Extracted data entries

+ + + + +

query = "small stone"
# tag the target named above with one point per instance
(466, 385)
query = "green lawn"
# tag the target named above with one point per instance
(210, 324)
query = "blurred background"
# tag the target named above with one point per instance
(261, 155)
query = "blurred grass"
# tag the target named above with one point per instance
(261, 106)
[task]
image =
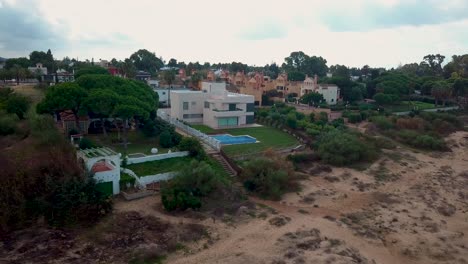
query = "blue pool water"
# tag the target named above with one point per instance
(227, 139)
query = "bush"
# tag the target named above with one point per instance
(193, 146)
(18, 105)
(86, 143)
(340, 148)
(194, 181)
(323, 116)
(382, 122)
(354, 118)
(269, 176)
(7, 124)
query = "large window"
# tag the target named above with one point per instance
(250, 107)
(227, 121)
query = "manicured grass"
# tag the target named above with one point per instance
(204, 129)
(158, 166)
(410, 105)
(269, 138)
(138, 143)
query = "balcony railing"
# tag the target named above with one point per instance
(237, 109)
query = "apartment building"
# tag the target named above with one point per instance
(213, 106)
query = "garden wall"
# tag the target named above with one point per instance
(157, 157)
(157, 178)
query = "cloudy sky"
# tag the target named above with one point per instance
(350, 32)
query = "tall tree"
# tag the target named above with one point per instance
(146, 61)
(441, 91)
(65, 96)
(102, 102)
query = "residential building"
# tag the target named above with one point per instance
(213, 106)
(330, 92)
(104, 165)
(164, 93)
(2, 62)
(39, 69)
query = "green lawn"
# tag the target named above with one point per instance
(268, 137)
(158, 166)
(408, 106)
(205, 129)
(138, 143)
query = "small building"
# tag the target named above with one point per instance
(164, 93)
(213, 106)
(104, 165)
(142, 76)
(39, 69)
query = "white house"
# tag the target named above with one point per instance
(38, 69)
(163, 93)
(213, 106)
(104, 164)
(330, 92)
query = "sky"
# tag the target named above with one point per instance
(378, 33)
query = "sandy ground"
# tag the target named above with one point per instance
(407, 207)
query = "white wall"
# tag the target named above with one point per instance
(330, 93)
(157, 157)
(195, 101)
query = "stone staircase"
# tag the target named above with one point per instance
(224, 163)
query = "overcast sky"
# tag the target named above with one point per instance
(350, 32)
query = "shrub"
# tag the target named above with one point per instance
(86, 143)
(354, 118)
(193, 146)
(410, 123)
(291, 121)
(194, 181)
(7, 124)
(18, 105)
(323, 116)
(338, 122)
(382, 122)
(340, 148)
(269, 176)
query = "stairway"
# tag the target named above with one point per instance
(224, 163)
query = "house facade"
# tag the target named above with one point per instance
(213, 106)
(104, 165)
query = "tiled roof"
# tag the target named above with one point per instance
(101, 166)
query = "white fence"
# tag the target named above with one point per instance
(212, 142)
(157, 157)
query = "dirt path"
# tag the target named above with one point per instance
(405, 215)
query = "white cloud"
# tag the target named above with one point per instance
(254, 32)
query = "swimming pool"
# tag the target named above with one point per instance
(227, 139)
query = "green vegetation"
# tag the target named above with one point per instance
(159, 166)
(205, 129)
(343, 148)
(269, 138)
(269, 176)
(424, 131)
(194, 181)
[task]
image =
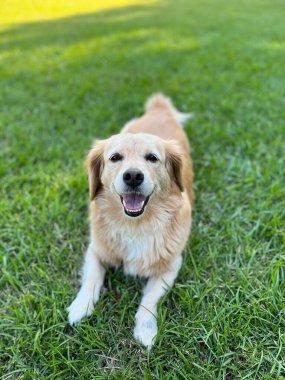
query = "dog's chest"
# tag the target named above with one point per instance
(138, 252)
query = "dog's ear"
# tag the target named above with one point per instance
(174, 163)
(95, 165)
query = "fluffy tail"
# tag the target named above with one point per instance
(160, 101)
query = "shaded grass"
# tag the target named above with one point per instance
(65, 82)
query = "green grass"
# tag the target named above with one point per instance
(68, 80)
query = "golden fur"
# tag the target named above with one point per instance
(149, 245)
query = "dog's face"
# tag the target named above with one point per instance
(134, 168)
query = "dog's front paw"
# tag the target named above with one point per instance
(81, 307)
(145, 329)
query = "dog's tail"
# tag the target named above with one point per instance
(160, 101)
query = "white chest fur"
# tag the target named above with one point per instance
(138, 251)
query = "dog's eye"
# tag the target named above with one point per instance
(151, 157)
(116, 157)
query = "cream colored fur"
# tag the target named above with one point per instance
(151, 244)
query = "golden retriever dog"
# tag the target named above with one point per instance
(140, 211)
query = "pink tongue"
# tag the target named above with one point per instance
(133, 201)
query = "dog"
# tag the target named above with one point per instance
(141, 199)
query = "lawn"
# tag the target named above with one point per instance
(74, 71)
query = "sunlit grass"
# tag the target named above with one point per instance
(15, 11)
(67, 80)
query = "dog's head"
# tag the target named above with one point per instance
(135, 168)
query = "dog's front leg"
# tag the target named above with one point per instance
(146, 325)
(92, 281)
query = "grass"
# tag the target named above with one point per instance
(66, 79)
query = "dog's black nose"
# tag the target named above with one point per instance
(133, 177)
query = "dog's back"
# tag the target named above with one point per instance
(162, 119)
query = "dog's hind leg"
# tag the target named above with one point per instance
(146, 324)
(92, 281)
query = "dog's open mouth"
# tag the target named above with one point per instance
(134, 203)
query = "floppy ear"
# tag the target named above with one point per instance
(174, 163)
(95, 164)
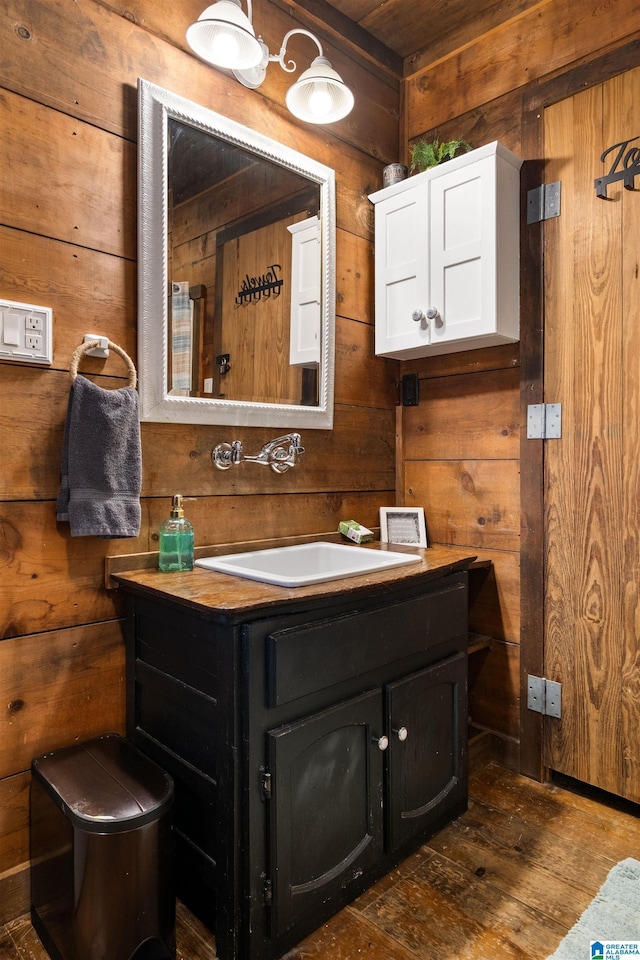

+ + + + +

## EXERCISE DETAILS
Please return the entries above exactly as they appear, but without the pictures.

## SOLUTION
query = "small stone"
# tag the target named above with one point per instance
(466, 385)
query = "green lawn"
# tag the target named above with one point per instance
(210, 324)
query = "blurred background"
# tag the target named above with one point per instance
(261, 155)
query = "blurred grass"
# tag the target named above with one point per instance
(261, 106)
[task]
image =
query = "blue pool water"
# tag the target named above with one point per instance
(227, 139)
query = "bush"
# tag the target named above with one point per instance
(193, 146)
(18, 105)
(86, 143)
(340, 148)
(194, 181)
(323, 116)
(382, 122)
(354, 118)
(269, 176)
(7, 124)
query = "large window"
# tag the target named above with one point per instance
(250, 107)
(227, 121)
query = "manicured grass"
# tag the target named above with one point per instance
(204, 129)
(158, 166)
(410, 105)
(269, 138)
(138, 143)
query = "balcony railing"
# tag the target named above with one point per instance
(237, 109)
query = "apartment building"
# tag the target named above with one point per instance
(213, 106)
query = "garden wall"
# tag the target named above with one point per instance
(157, 157)
(157, 178)
query = "cloudy sky"
# tag the target named above with one point per instance
(350, 32)
query = "tall tree"
# tag the target named above with one point per instance
(146, 61)
(441, 91)
(65, 96)
(102, 102)
query = "residential building"
# tag the target named above with one point per instance
(213, 106)
(330, 92)
(104, 165)
(164, 93)
(2, 62)
(39, 69)
query = "green lawn"
# tag the target named above with one point per instance
(268, 137)
(158, 166)
(408, 106)
(205, 129)
(138, 143)
query = "small building"
# tag the target named above with one point per instance
(164, 93)
(213, 106)
(104, 165)
(142, 76)
(39, 69)
query = "white house"
# tag the target named above with one point per instance
(38, 69)
(163, 93)
(213, 106)
(104, 164)
(330, 92)
query = "sky"
# tag the target named above with one point per instance
(378, 33)
query = "sandy ground"
# tag the target named above with one point per instance
(407, 207)
query = "white wall"
# tag the target named above with one point per instance
(330, 93)
(157, 157)
(195, 101)
query = "stone staircase"
# tag the target named above with one point per instance
(224, 163)
query = "overcast sky"
# tag the target named above with one point per instance
(350, 32)
query = "shrub"
# tag the target named above with one point per instance
(86, 143)
(354, 118)
(193, 146)
(410, 123)
(291, 121)
(194, 181)
(7, 124)
(18, 105)
(323, 116)
(338, 122)
(382, 122)
(340, 148)
(269, 176)
query = "stairway"
# tag the target named above with one point per instance
(224, 163)
query = "house facade"
# tag the target named above with one point per instance
(213, 106)
(104, 165)
query = "tiled roof"
# tag the target named above with one point per instance
(101, 166)
query = "white fence"
# tag the target named above with one point per instance
(212, 142)
(157, 157)
query = "dirt path"
# tag the target named above with one point per instance
(405, 215)
query = "white cloud"
# tag the target named above with one point per instance
(254, 32)
query = "swimming pool"
# tag the target named above with one point per instance
(227, 139)
query = "green vegetation"
# tag the target named above with one point per instance
(159, 166)
(205, 129)
(343, 148)
(269, 138)
(269, 176)
(424, 131)
(194, 181)
[task]
image =
query = "dog's chest"
# tag the target named above with one point per instance
(138, 252)
query = "dog's ear"
# tag the target named above with one point per instance
(174, 163)
(95, 165)
query = "fluffy tail"
# tag the target named above with one point per instance
(160, 101)
query = "shaded grass"
# tag the target named above with one point per instance
(65, 82)
query = "green grass"
# tag the target named above with one point per instance
(68, 80)
query = "golden fur"
# tag the target named above with one point per instance
(149, 245)
query = "dog's face"
# tag the target named above with one point per instance
(134, 168)
query = "dog's front paw"
# tag the target named above with one point per instance
(81, 307)
(145, 329)
query = "dog's tail"
# tag the target named above with one point per instance
(160, 101)
query = "white chest fur"
# tag the target named above with one point per instance
(138, 251)
query = "dog's eye"
# tag the target named above with one point per instance
(151, 157)
(116, 157)
query = "cream colored fur"
# tag the target named above with one point per instance
(151, 244)
query = "golden retriever dog"
# tag the target named above with one point per instance
(140, 211)
query = "pink tongue"
# tag the target named above with one point per instance
(133, 201)
query = "dog"
# tag the target named above with one point per instance
(141, 199)
query = "lawn"
# tag the target named above with one point per instance
(74, 71)
query = "sunlit grass"
# tag the target named above with one point per instance
(15, 11)
(67, 80)
query = "dog's head"
# tag the target named above with one point per instance
(135, 168)
query = "dog's front leg"
# tag the target named above with one point per instance
(146, 325)
(92, 281)
query = "grass"
# tag the target named above with one point per instance
(66, 79)
query = "dog's black nose"
# tag the target named above with one point per instance
(133, 177)
query = "dog's back"
# tag the target named above with one point per instance
(162, 119)
query = "dog's hind leg"
# tag the target named above with one point per instance
(146, 324)
(92, 281)
query = "dog's open mouth"
# tag the target named above with one point per instance
(134, 203)
query = "floppy ear"
# tag the target named above with one point per instance
(174, 163)
(95, 164)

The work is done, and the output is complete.